Would you return the data exactly as given, except for its pictures?

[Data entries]
----

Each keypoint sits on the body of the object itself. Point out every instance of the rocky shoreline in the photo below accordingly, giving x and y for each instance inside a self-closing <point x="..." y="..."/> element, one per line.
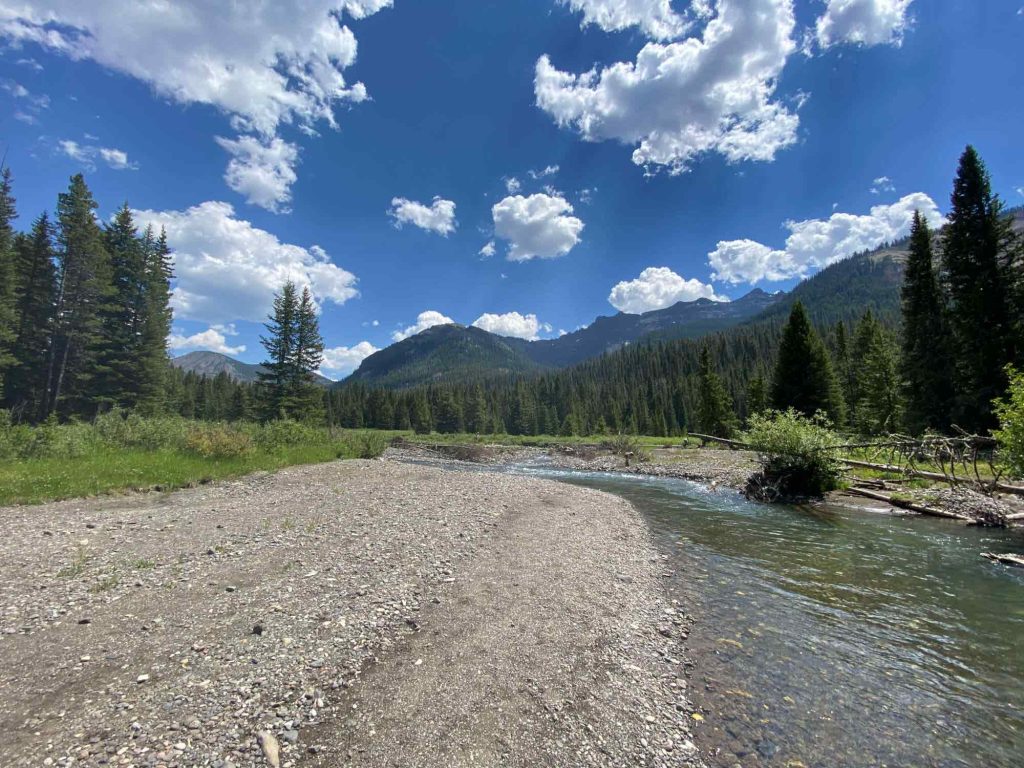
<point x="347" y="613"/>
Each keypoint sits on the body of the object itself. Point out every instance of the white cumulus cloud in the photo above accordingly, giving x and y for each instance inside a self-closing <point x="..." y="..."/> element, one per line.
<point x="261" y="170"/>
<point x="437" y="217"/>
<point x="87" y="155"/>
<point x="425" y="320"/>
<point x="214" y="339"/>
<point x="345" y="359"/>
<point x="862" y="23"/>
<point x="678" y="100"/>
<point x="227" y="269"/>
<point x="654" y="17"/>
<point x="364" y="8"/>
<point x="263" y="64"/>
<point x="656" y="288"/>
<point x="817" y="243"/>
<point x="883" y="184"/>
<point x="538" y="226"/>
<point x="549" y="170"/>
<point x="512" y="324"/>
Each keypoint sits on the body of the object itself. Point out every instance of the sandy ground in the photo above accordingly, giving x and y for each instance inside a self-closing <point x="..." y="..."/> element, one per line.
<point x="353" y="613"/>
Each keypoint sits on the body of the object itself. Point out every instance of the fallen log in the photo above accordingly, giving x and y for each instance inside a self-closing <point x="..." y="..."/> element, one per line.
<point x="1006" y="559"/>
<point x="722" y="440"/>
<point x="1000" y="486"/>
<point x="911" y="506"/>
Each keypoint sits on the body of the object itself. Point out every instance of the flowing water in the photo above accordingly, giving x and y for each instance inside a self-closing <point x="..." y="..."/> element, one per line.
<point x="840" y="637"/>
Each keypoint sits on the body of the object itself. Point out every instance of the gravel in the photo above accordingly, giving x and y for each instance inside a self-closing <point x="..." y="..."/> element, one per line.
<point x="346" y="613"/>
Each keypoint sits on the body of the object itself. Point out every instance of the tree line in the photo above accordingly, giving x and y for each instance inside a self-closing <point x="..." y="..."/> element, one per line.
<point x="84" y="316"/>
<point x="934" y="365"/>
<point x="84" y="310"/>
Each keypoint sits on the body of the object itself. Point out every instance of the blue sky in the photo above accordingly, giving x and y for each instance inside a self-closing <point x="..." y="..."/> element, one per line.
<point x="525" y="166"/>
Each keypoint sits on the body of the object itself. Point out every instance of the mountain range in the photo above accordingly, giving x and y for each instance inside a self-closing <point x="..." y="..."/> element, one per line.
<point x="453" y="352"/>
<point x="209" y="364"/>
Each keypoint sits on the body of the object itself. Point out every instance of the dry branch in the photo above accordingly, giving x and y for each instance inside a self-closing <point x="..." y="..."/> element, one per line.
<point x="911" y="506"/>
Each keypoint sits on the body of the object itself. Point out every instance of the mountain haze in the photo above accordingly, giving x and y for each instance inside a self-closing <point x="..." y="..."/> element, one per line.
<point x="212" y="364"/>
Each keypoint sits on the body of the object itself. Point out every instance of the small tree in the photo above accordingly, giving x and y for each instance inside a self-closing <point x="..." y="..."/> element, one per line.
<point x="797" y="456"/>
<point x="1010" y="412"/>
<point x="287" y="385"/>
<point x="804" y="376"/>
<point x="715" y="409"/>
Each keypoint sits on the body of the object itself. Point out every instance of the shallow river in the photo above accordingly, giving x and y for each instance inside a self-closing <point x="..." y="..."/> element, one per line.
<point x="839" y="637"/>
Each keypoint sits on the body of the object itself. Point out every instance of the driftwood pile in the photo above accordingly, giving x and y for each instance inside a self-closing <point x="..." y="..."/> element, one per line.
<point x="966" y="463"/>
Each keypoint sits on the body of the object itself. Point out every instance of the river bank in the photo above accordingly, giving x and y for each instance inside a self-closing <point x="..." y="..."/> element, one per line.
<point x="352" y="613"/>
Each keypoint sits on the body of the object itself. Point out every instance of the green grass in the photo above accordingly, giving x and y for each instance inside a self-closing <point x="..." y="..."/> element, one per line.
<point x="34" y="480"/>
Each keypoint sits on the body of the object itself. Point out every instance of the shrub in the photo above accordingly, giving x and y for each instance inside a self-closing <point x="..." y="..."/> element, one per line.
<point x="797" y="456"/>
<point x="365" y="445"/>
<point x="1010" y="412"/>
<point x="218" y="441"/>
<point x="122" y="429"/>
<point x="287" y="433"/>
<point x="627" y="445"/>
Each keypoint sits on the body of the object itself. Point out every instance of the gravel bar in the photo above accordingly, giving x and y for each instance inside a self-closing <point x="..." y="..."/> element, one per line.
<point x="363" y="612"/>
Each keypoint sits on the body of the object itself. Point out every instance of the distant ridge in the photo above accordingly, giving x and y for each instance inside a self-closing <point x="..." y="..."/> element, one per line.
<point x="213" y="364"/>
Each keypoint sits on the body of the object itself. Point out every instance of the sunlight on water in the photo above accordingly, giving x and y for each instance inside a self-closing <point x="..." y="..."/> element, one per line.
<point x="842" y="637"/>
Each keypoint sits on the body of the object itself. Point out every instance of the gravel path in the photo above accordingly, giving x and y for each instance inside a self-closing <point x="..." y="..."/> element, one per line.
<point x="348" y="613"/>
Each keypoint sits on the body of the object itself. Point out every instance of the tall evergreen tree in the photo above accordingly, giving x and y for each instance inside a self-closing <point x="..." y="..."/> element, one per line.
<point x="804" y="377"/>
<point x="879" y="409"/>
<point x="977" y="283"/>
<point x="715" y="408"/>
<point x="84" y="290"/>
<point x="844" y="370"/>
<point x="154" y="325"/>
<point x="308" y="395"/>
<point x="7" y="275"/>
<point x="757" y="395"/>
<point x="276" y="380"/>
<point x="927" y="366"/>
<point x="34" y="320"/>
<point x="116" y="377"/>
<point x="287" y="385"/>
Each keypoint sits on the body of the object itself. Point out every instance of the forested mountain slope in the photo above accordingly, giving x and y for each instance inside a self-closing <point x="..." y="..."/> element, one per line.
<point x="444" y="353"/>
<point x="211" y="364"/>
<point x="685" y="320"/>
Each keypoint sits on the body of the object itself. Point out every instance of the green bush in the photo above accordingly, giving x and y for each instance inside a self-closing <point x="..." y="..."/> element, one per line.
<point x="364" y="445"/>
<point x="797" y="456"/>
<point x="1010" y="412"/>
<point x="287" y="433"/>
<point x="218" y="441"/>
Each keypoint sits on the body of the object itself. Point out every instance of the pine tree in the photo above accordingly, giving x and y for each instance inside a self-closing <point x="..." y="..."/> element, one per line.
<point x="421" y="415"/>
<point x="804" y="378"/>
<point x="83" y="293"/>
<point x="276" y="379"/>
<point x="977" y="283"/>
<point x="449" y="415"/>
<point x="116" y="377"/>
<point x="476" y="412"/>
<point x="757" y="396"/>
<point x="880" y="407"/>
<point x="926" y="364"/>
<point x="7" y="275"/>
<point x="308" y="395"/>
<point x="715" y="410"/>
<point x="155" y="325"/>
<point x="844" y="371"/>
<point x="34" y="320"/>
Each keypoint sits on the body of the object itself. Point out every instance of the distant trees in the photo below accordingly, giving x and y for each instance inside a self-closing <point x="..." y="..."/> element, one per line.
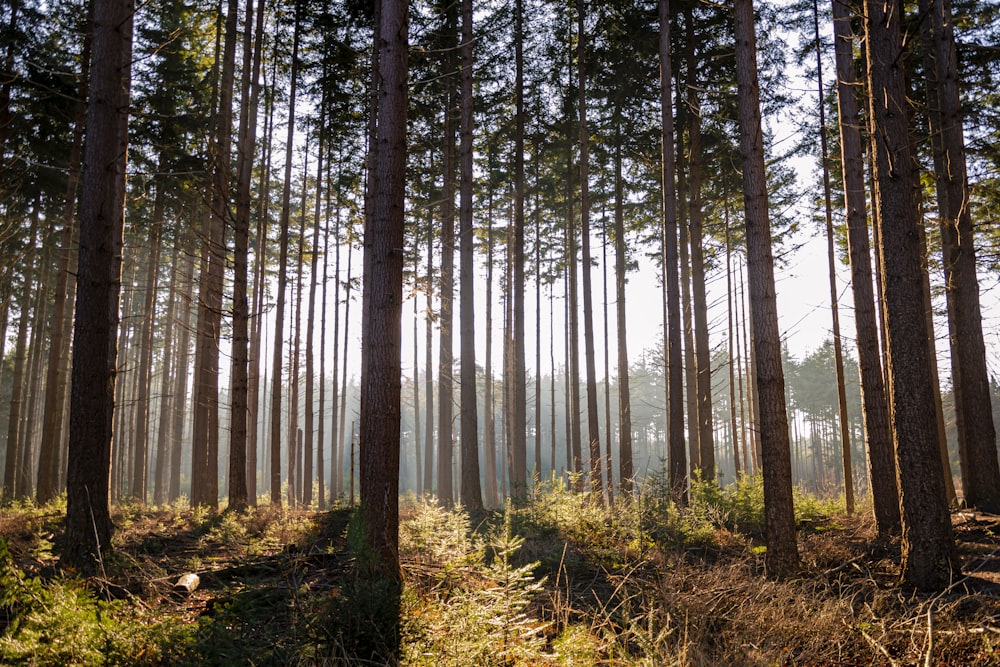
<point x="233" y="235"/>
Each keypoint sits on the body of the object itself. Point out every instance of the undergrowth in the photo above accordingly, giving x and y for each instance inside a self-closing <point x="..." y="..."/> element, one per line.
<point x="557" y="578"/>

----

* Exercise solution *
Each keypoint sits on the body of the object itself. Point out every instance of the rocky shoreline in the photo below accordingly, giving x and y for each instance inside a self-closing <point x="..." y="..."/> element, one per line.
<point x="347" y="613"/>
Each keypoint sits on the body of the object itself. Point out every instance of the white cumulus cloud in the photo above accordingly, giving x and y for each instance inside a self-closing <point x="..." y="..."/> element, one per line.
<point x="261" y="170"/>
<point x="437" y="217"/>
<point x="87" y="155"/>
<point x="425" y="320"/>
<point x="214" y="339"/>
<point x="345" y="359"/>
<point x="862" y="23"/>
<point x="678" y="100"/>
<point x="227" y="269"/>
<point x="654" y="17"/>
<point x="364" y="8"/>
<point x="263" y="64"/>
<point x="656" y="288"/>
<point x="817" y="243"/>
<point x="883" y="184"/>
<point x="538" y="226"/>
<point x="549" y="170"/>
<point x="512" y="324"/>
Each keypoint sits on the body of the object itself. Point out every instance of the sandy ground in the photo above accordingly, giving x and y for each instance inside a self-closing <point x="..." y="..."/> element, one per line.
<point x="353" y="613"/>
Each keypoint sits on the body of the object itself. Point out every instance of the fallen log in the photo above accordingly, giving x and y for each instance inside a self-closing <point x="..." y="..."/> element, one per line.
<point x="1006" y="559"/>
<point x="722" y="440"/>
<point x="1000" y="486"/>
<point x="911" y="506"/>
Each keypoint sits on the body of the object itself. Point out every instance of the flowing water in the photo above accordingly, giving x and y for each instance inside a self-closing <point x="..." y="..."/> element, one per line.
<point x="840" y="637"/>
Each keypoint sits on the body of the object itself. Point out every instance of the gravel in the photo above accordingly, giving x and y for each instance inside a self-closing <point x="..." y="..."/> element, one per line.
<point x="346" y="613"/>
Each keypoint sits on the body of the object itself. Point out every instance of the tree line in the photo above accordingly, giving x and y for each instance inside a self-closing <point x="..." y="..."/> element, one per line.
<point x="84" y="316"/>
<point x="934" y="365"/>
<point x="84" y="310"/>
Each keypoint sits on the body of the object itself. Point out every instance of the blue sky in the photo above accordingly, giving x and y for each instance inside a self-closing <point x="..." y="..."/> element, one per line.
<point x="525" y="166"/>
Each keypoint sits on the body of the object itself. Point out every instance of the mountain range in the photo above accordingly, giving x and y for each instance inside a self-closing <point x="..." y="..."/> element, one per line.
<point x="453" y="352"/>
<point x="209" y="364"/>
Each keypoint sits on the body of the object itself. Point out every instance of the dry branch in the photo above accordingly, giving x and y for each instance inside a self-closing <point x="..." y="..."/> element, one per line.
<point x="911" y="506"/>
Each keypoint sits on the body of the object itself. Point out every instance of the mountain haze in the photo above accordingly, giving x and y for each instance inside a self-closing <point x="..." y="..."/> element, one per line.
<point x="212" y="364"/>
Each keypoint sits on the body of the object itself. Point out every instance of the small tree in the photo above accordingly, giving x and y for each instance inside a self-closing <point x="..." y="..."/> element, one per line.
<point x="797" y="456"/>
<point x="1010" y="412"/>
<point x="287" y="385"/>
<point x="804" y="376"/>
<point x="715" y="409"/>
Each keypoint sits on the body of the object itself. Point out every instance of the shallow river in the photo above accordingly, giving x and y for each instance inside a self-closing <point x="..." y="..."/> element, one per line.
<point x="839" y="637"/>
Each keypoint sits on the body of the object itself. Point out every instance of the driftwood pile in the photo above accordingly, giving x and y for each instance inside a self-closing <point x="..." y="..."/> element, one per line.
<point x="966" y="463"/>
Each keypoint sits on the body of the object itself. Point out every instance of the river bank in the photo above accordingly, giving x and y for each instance inside a self-closing <point x="..." y="..."/> element, one per line.
<point x="352" y="613"/>
Each keypoint sits on the body of the object itself. Point out every instance of the green grass in the photo above accordingly, giving x and y for each instance inside a self-closing <point x="..." y="..."/> element, one per line.
<point x="34" y="480"/>
Each keypoint sits on the body of the object itself. Point out every instance of the shrub in the photo above accordingly, giving x and y for each instance inside a self-closing <point x="..." y="..."/> element, one per line.
<point x="797" y="456"/>
<point x="365" y="445"/>
<point x="1010" y="412"/>
<point x="218" y="441"/>
<point x="122" y="429"/>
<point x="287" y="433"/>
<point x="627" y="445"/>
Each keypoint sits on the body of the object itself. Point out every instance of the gravel bar in the photo above accordingly, giving x and y for each instance inside a self-closing <point x="..." y="..."/> element, one per line.
<point x="363" y="612"/>
Each keypoint sits on the body of the object itself. Point out every instance of the distant ridge in the photo above accordingly, giving x and y for each instance inside a self-closing <point x="..." y="..."/> element, one per line.
<point x="213" y="364"/>
Each keypoint sits on the body of the object itself. Point out every instance of the sunlight on water in the photo above accordingly, giving x and y for each instance inside a self-closing <point x="..." y="..."/> element, one per line.
<point x="842" y="637"/>
Each keypoint sits on the body of the object itself. Point out every instance of the gravel path in the photo above accordingly, giving x and y for each instance inside a self-closing <point x="..." y="..."/> element, one per line.
<point x="348" y="613"/>
Each keypoint sits on the body of the object itself. Point out every instance of the tall evergreen tree in the photo above accordingly, giving x and y for each instance inside a self-closing <point x="..." y="..."/> element, one per line.
<point x="804" y="377"/>
<point x="879" y="409"/>
<point x="977" y="283"/>
<point x="715" y="408"/>
<point x="84" y="290"/>
<point x="844" y="370"/>
<point x="154" y="325"/>
<point x="308" y="395"/>
<point x="7" y="275"/>
<point x="757" y="395"/>
<point x="276" y="380"/>
<point x="927" y="366"/>
<point x="34" y="320"/>
<point x="116" y="377"/>
<point x="287" y="385"/>
Each keypoint sits on the body of the object itself. Point out every instance of the forested mountain slope in the photo above accordingly, giving x and y for each instance inside a self-closing <point x="..." y="..."/> element, one per line.
<point x="444" y="353"/>
<point x="211" y="364"/>
<point x="685" y="320"/>
Each keypoint sits on the body of the object itself. Point out every instance of the green bush in the photo above accordingly, giving x and y for each instance inside a self-closing <point x="..." y="..."/> element, one per line.
<point x="364" y="445"/>
<point x="797" y="456"/>
<point x="1010" y="412"/>
<point x="287" y="433"/>
<point x="218" y="441"/>
Each keypoint sits on the body of the object itself. Point out every instance of the pine tree in the photo above accordingly, giving x and y for each instance inside a self-closing <point x="..." y="..."/> element, one per line.
<point x="421" y="415"/>
<point x="804" y="378"/>
<point x="83" y="293"/>
<point x="276" y="379"/>
<point x="977" y="283"/>
<point x="449" y="415"/>
<point x="116" y="377"/>
<point x="476" y="412"/>
<point x="757" y="396"/>
<point x="880" y="407"/>
<point x="926" y="364"/>
<point x="7" y="275"/>
<point x="308" y="395"/>
<point x="715" y="410"/>
<point x="155" y="325"/>
<point x="844" y="371"/>
<point x="34" y="320"/>
Each keypoint sits on the body of the object itself. Point out every instance of the distant trees in the photo below accordingly, giving x and y for each instance inside a self-closing <point x="..." y="..."/> element, one per line.
<point x="233" y="235"/>
Each keypoint sits on the body of the object itself. Point out every instance of the undergrowth in the photo above accordingly, giving x and y for each instance inside a self-closing <point x="..." y="..."/> element, one per line.
<point x="557" y="578"/>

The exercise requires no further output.